──────── Dataset entries ────────

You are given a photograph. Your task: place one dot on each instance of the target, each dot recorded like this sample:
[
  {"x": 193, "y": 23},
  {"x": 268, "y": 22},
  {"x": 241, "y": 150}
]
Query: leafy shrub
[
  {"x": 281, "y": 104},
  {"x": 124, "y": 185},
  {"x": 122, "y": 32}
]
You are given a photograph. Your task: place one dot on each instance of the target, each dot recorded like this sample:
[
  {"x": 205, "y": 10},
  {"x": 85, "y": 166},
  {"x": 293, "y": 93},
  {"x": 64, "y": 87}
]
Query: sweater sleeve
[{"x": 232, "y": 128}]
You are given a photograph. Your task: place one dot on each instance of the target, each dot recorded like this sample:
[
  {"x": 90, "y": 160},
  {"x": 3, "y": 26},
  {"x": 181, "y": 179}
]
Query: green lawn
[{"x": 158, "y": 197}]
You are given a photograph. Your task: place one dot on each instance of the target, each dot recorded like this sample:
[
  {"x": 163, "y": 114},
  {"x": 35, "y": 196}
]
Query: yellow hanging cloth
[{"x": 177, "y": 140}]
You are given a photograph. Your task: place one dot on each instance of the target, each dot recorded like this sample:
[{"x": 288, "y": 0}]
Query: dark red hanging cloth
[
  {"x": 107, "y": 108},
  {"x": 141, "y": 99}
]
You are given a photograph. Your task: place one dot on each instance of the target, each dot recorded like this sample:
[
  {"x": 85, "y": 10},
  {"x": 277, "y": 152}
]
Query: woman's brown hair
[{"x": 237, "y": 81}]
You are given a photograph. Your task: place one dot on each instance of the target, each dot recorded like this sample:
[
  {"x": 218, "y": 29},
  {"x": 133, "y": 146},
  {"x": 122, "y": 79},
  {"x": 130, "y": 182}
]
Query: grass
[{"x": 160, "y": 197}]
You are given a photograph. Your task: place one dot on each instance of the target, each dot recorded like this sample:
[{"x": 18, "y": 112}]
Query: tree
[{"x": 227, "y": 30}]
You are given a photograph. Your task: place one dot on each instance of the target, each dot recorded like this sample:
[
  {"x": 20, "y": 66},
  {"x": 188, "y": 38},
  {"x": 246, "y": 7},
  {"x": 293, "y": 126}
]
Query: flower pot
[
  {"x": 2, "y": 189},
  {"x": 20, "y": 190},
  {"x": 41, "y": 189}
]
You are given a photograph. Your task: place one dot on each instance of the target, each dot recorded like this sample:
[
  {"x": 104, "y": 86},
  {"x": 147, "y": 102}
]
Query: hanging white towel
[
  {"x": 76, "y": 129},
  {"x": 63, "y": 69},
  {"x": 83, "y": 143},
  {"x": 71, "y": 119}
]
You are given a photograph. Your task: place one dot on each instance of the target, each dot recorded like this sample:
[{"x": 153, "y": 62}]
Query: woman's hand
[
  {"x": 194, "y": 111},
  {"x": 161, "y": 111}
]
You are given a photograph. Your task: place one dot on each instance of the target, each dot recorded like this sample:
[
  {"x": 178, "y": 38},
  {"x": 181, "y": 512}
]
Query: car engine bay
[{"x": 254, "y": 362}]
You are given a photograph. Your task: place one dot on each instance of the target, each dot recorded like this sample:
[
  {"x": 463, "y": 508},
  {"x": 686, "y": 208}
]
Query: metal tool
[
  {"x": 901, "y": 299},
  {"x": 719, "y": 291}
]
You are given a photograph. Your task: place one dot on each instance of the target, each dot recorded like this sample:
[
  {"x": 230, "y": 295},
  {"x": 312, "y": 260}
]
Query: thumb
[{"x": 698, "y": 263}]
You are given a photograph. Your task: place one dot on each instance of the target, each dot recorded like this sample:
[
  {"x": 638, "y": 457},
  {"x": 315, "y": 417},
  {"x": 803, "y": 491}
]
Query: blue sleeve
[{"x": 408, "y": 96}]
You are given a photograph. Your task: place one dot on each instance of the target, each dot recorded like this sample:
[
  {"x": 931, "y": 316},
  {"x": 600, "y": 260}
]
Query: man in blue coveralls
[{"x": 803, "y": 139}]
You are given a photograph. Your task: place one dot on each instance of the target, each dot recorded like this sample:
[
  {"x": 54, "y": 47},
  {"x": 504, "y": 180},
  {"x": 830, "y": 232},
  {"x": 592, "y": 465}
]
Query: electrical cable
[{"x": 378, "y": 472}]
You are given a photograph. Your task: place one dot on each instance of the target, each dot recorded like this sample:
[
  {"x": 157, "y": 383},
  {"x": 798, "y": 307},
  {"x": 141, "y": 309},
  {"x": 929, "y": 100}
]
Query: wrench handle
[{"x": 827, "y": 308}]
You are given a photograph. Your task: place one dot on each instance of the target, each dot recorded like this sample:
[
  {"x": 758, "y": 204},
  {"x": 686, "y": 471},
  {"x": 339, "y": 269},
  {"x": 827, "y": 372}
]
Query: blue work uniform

────────

# [The problem]
Write out all the lines again, exactly as they are.

# [The result]
You are given a photograph. Your task: place one dot on each instance of the target, each dot recorded like this sample:
[
  {"x": 193, "y": 23},
  {"x": 268, "y": 22},
  {"x": 241, "y": 150}
]
Query: leafy shrub
[
  {"x": 281, "y": 104},
  {"x": 124, "y": 185},
  {"x": 122, "y": 32}
]
You are given a photograph. Your task: place one dot on each instance of the target, each dot recorded like this sample:
[
  {"x": 205, "y": 10},
  {"x": 85, "y": 166},
  {"x": 293, "y": 93},
  {"x": 64, "y": 87}
]
Query: sweater sleeve
[{"x": 232, "y": 128}]
You are given a photograph. Your task: place one dot on each instance of the target, each dot recorded like this sample:
[
  {"x": 90, "y": 160},
  {"x": 3, "y": 26},
  {"x": 181, "y": 179}
]
Query: green lawn
[{"x": 158, "y": 197}]
You are given a photograph. Your task: place one dot on each instance of the target, each dot recorded like this sample:
[
  {"x": 163, "y": 114},
  {"x": 35, "y": 196}
]
Query: yellow hanging cloth
[{"x": 177, "y": 140}]
You are given a photograph. Your task: place one dot on each instance of the target, each dot recorded like this sample:
[{"x": 288, "y": 0}]
Query: dark red hanging cloth
[
  {"x": 107, "y": 108},
  {"x": 141, "y": 99}
]
You are given a photograph. Your task: place one dot on each instance of the target, each dot recorded like this sample:
[
  {"x": 85, "y": 10},
  {"x": 277, "y": 152}
]
Query: woman's brown hair
[{"x": 237, "y": 81}]
You are given a photograph. Your task: place one dot on each instance of the target, each dot recorded like this sample:
[
  {"x": 218, "y": 29},
  {"x": 133, "y": 146},
  {"x": 122, "y": 79},
  {"x": 130, "y": 182}
]
Query: grass
[{"x": 160, "y": 197}]
You are given a photograph. Your task: place one dot on each instance of the target, each dot recorded like this sample:
[{"x": 18, "y": 112}]
Query: tree
[{"x": 227, "y": 30}]
You are given a photograph. Your task: place one dot on each instance of the target, each dot recorded like this sample:
[
  {"x": 20, "y": 66},
  {"x": 188, "y": 38},
  {"x": 246, "y": 7},
  {"x": 293, "y": 126}
]
Query: flower pot
[
  {"x": 2, "y": 189},
  {"x": 20, "y": 190},
  {"x": 41, "y": 189}
]
You are given a photograph. Your task: place one dot on each instance of the target, each dot recorded like this sample:
[
  {"x": 104, "y": 86},
  {"x": 147, "y": 102}
]
Query: hanging white towel
[
  {"x": 76, "y": 129},
  {"x": 63, "y": 69},
  {"x": 83, "y": 143},
  {"x": 71, "y": 119}
]
You are given a photograph. Your task: place one dot on each instance of the target, each dot recorded like this sample:
[{"x": 153, "y": 62}]
Query: woman's hand
[
  {"x": 194, "y": 111},
  {"x": 161, "y": 111}
]
You are given a photograph. Your task: place one dot on each instance of the target, each dot recorded like this sample:
[
  {"x": 178, "y": 38},
  {"x": 181, "y": 512}
]
Query: car engine bay
[{"x": 254, "y": 362}]
You are given a photograph. Your task: place one dot on each instance of the target, each dot recorded like this sample:
[
  {"x": 463, "y": 508},
  {"x": 686, "y": 208}
]
Query: metal tool
[
  {"x": 901, "y": 299},
  {"x": 719, "y": 291}
]
You are given a photograph. Your task: place one dot on each instance of the target, each dot recorded like this sample:
[
  {"x": 230, "y": 295},
  {"x": 312, "y": 260}
]
Query: thumb
[{"x": 698, "y": 263}]
You are given a photograph. Your task: place one dot on each instance of the target, each dot recorded like this sample:
[
  {"x": 638, "y": 457},
  {"x": 315, "y": 417},
  {"x": 803, "y": 491}
]
Query: blue sleeve
[{"x": 408, "y": 96}]
You are given a photograph. Your task: place one dot on each instance of the target, each dot recorded like this sample:
[
  {"x": 931, "y": 316},
  {"x": 600, "y": 260}
]
Query: man in blue coveralls
[{"x": 803, "y": 139}]
You are given a photograph. Your task: place one dot on each instance of the target, each dot recorded like this sample:
[
  {"x": 54, "y": 47},
  {"x": 504, "y": 180},
  {"x": 830, "y": 232},
  {"x": 592, "y": 465}
]
Query: electrical cable
[{"x": 378, "y": 472}]
You are given a photograph. Your task: place one dot on each instance of the target, each dot recorded like this sample:
[
  {"x": 157, "y": 383},
  {"x": 798, "y": 307},
  {"x": 141, "y": 309},
  {"x": 929, "y": 100}
]
Query: wrench handle
[{"x": 827, "y": 308}]
You are given a photograph. Your task: place one dot on each instance of the target, each dot recorded like this sample:
[
  {"x": 758, "y": 204},
  {"x": 686, "y": 471},
  {"x": 339, "y": 269},
  {"x": 827, "y": 372}
]
Query: blue work uniform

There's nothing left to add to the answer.